DATASET RECORDS |
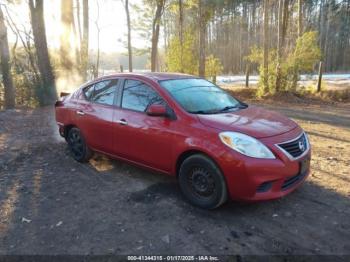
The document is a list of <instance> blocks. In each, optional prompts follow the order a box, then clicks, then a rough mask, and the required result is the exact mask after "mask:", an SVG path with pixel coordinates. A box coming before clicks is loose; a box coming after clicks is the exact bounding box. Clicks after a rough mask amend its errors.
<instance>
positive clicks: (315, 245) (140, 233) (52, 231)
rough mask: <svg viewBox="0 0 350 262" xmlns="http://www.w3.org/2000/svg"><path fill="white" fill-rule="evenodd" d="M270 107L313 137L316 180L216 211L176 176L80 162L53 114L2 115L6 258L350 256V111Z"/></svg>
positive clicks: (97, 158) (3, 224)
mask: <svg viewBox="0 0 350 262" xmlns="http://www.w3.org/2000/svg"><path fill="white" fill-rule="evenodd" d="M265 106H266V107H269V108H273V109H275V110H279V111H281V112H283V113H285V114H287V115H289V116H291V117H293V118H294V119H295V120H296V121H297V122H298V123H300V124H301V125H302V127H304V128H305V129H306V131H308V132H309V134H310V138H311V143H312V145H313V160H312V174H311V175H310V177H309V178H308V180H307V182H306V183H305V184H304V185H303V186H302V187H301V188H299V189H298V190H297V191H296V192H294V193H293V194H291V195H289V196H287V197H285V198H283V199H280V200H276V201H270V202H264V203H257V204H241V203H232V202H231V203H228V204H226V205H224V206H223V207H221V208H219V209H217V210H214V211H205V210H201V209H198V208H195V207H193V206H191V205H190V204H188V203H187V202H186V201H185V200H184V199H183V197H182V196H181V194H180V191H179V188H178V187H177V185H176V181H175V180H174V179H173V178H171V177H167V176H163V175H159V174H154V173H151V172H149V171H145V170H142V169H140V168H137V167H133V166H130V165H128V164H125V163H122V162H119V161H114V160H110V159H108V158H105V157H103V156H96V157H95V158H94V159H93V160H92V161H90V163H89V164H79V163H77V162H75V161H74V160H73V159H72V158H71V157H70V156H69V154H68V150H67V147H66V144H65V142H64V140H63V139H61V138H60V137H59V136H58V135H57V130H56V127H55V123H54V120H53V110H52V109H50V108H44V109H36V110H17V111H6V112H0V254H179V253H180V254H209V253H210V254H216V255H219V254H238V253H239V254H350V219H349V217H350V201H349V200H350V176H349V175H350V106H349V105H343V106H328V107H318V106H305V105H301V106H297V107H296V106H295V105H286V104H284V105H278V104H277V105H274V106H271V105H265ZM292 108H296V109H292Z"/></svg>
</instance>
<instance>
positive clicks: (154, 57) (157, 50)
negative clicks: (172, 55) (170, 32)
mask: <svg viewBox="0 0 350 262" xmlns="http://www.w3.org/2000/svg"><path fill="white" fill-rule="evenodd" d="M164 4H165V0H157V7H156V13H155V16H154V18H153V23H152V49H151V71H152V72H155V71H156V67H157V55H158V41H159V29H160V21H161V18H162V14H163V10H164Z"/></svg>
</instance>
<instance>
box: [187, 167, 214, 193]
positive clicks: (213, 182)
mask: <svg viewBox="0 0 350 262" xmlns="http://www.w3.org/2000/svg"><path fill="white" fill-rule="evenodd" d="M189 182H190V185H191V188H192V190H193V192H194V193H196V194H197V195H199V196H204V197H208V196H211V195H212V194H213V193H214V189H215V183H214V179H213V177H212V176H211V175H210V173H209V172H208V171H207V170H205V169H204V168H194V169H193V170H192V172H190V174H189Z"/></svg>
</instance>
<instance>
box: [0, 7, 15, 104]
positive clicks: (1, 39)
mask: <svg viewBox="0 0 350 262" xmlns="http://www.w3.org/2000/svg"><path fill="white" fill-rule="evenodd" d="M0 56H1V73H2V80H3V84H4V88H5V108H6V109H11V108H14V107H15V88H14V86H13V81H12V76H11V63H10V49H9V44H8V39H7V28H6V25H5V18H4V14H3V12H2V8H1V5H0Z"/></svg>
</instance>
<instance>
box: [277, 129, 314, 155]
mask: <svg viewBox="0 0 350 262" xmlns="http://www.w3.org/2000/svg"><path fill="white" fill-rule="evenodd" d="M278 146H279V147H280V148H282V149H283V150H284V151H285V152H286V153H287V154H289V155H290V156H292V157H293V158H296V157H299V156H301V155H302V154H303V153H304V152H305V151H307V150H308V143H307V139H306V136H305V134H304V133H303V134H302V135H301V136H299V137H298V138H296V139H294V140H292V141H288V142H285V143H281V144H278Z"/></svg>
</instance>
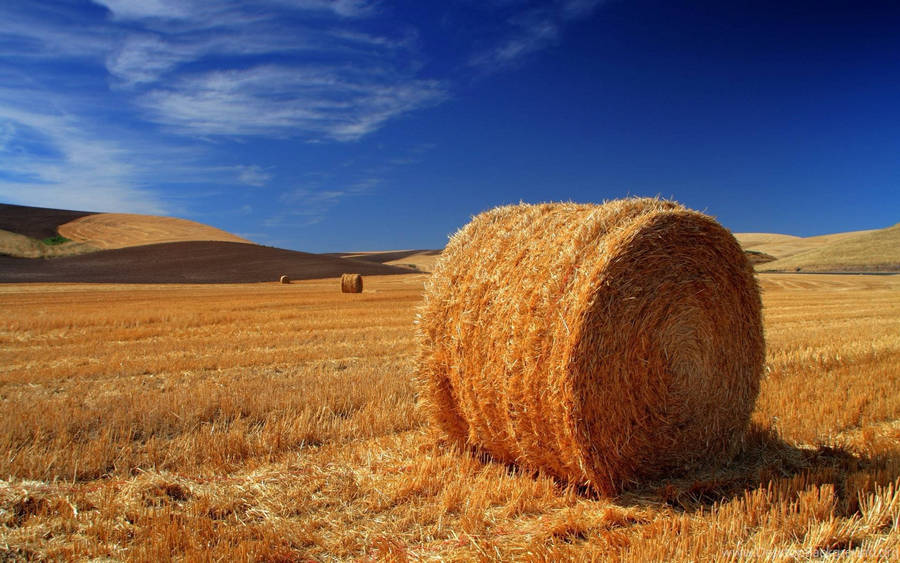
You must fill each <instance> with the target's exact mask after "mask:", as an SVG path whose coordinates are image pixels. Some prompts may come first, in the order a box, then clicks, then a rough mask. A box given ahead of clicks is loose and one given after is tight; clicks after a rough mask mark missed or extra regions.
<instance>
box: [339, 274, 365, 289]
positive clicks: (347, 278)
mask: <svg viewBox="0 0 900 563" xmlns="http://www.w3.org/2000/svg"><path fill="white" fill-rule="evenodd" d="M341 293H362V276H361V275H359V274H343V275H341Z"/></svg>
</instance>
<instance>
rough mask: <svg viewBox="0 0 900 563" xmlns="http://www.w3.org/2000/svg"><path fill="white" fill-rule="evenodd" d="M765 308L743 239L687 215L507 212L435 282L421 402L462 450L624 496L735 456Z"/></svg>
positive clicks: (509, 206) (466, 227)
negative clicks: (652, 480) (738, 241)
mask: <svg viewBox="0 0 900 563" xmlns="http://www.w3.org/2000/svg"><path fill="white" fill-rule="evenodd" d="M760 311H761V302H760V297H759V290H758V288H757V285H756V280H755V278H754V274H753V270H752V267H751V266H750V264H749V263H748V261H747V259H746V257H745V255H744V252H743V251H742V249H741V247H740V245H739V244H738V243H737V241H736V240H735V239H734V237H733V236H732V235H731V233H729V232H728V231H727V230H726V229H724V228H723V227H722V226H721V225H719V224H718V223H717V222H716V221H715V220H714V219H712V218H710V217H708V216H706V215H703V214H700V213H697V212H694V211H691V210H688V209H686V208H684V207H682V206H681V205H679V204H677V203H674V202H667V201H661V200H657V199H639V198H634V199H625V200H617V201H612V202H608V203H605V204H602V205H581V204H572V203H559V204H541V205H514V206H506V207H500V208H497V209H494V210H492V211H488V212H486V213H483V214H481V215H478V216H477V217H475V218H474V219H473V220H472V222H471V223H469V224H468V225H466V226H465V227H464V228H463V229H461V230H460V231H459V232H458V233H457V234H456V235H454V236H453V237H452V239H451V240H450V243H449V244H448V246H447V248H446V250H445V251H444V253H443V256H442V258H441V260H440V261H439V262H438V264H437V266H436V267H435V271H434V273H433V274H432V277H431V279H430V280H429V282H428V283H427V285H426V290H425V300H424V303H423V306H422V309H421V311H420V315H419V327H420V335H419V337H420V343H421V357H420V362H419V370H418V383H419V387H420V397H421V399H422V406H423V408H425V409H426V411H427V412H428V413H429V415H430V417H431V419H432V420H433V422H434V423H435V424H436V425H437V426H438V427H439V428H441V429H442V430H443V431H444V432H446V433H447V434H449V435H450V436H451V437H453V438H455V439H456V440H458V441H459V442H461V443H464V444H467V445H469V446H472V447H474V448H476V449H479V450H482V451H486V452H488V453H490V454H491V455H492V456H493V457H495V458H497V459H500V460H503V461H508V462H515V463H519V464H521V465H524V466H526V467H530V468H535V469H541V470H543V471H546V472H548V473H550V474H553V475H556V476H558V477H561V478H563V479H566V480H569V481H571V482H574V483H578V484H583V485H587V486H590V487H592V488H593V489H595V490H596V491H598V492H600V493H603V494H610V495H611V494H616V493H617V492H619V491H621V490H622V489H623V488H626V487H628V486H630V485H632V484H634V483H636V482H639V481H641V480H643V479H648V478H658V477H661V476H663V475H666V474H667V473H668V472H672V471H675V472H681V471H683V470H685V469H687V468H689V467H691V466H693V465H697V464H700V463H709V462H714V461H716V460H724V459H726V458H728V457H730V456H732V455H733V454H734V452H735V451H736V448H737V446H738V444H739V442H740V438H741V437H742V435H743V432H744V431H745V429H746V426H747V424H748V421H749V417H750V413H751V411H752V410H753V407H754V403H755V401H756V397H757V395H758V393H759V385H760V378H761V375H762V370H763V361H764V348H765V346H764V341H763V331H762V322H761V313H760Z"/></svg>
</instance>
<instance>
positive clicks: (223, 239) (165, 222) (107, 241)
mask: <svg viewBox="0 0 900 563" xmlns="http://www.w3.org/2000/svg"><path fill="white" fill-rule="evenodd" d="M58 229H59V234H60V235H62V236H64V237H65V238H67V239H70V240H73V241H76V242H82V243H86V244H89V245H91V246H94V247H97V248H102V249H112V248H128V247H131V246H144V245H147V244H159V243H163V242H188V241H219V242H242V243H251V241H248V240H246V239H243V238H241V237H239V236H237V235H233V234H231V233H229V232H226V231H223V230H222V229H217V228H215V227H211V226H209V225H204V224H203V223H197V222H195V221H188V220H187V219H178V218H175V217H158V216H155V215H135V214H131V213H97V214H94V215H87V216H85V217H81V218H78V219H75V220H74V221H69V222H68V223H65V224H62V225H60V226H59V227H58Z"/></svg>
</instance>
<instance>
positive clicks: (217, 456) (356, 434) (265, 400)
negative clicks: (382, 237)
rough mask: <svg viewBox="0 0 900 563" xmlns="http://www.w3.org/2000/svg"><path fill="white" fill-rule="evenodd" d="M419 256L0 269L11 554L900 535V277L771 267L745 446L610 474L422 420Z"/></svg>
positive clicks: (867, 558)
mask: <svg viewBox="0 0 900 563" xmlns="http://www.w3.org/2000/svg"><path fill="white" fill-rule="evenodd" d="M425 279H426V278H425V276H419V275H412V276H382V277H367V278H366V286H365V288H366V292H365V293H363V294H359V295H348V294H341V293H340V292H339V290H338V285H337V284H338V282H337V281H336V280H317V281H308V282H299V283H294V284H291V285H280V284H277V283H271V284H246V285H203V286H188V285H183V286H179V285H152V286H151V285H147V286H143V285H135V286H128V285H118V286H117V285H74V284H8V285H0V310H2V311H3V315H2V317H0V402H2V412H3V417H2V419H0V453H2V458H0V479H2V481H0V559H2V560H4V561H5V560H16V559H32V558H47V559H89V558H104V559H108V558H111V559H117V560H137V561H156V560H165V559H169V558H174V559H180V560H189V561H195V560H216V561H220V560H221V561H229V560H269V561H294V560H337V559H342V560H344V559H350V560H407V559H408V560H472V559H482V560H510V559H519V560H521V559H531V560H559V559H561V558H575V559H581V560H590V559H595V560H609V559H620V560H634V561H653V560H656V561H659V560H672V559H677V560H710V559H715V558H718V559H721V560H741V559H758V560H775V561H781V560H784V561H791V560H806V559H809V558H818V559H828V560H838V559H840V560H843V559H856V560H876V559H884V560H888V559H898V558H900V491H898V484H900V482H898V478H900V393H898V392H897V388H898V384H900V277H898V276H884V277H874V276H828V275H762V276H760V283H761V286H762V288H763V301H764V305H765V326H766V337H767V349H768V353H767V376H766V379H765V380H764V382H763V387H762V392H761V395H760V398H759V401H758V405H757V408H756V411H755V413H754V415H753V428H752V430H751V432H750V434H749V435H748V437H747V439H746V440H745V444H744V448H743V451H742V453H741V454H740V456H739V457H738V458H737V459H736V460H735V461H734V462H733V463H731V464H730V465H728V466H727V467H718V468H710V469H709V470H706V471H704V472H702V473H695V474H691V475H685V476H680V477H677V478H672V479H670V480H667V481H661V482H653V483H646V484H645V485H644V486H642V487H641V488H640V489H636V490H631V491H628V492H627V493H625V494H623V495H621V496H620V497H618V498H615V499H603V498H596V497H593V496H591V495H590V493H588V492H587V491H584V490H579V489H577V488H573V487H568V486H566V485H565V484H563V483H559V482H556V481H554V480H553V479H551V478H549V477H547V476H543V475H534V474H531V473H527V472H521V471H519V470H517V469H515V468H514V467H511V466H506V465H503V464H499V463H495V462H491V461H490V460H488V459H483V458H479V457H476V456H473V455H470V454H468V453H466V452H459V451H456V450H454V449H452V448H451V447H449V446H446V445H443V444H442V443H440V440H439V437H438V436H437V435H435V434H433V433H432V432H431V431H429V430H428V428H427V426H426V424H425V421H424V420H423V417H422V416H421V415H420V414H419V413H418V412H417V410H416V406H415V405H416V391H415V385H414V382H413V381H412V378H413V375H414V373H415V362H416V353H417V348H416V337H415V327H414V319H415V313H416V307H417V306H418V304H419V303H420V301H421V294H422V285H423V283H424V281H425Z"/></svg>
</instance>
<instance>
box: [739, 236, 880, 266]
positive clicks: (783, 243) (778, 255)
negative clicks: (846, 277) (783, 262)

TASK INSTRUCTIONS |
Return a word-for-word copy of the lines above from the one holding "positive clicks: (97, 158) (3, 224)" through the one holding "positive clicks: (154, 57) (157, 50)", with both of them included and nothing besides.

REPLY |
positive clicks: (97, 158) (3, 224)
mask: <svg viewBox="0 0 350 262" xmlns="http://www.w3.org/2000/svg"><path fill="white" fill-rule="evenodd" d="M265 106H266V107H269V108H273V109H275V110H279V111H281V112H283V113H285V114H287V115H289V116H291V117H293V118H294V119H295V120H296V121H297V122H298V123H300V124H301V125H302V127H304V128H305V129H306V131H308V132H309V134H310V138H311V143H312V145H313V160H312V174H311V175H310V177H309V178H308V180H307V182H306V183H305V184H304V185H303V186H302V187H301V188H299V189H298V190H297V191H296V192H294V193H293V194H291V195H289V196H287V197H285V198H283V199H280V200H276V201H270V202H264V203H257V204H241V203H232V202H231V203H228V204H226V205H224V206H223V207H221V208H219V209H217V210H214V211H205V210H201V209H198V208H195V207H193V206H191V205H190V204H188V203H187V202H186V201H185V200H184V199H183V197H182V196H181V194H180V191H179V188H178V187H177V185H176V181H175V180H174V179H173V178H171V177H167V176H163V175H159V174H154V173H151V172H149V171H145V170H142V169H140V168H137V167H133V166H130V165H128V164H125V163H122V162H119V161H114V160H110V159H108V158H105V157H103V156H96V157H95V158H94V159H93V160H92V161H90V163H89V164H79V163H77V162H75V161H74V160H73V159H72V158H71V157H70V156H69V154H68V150H67V147H66V144H65V142H64V140H63V139H61V138H60V137H59V136H58V135H57V130H56V127H55V123H54V120H53V110H52V109H50V108H44V109H36V110H17V111H6V112H0V254H179V253H180V254H209V253H210V254H216V255H219V254H238V253H239V254H350V219H349V217H350V201H349V200H350V176H349V175H350V106H349V105H343V106H328V107H318V106H305V105H301V106H297V107H296V106H295V105H286V104H284V105H278V104H277V105H274V106H271V105H265ZM292 108H296V109H292Z"/></svg>
</instance>
<instance>
positive clicks: (154, 57) (157, 50)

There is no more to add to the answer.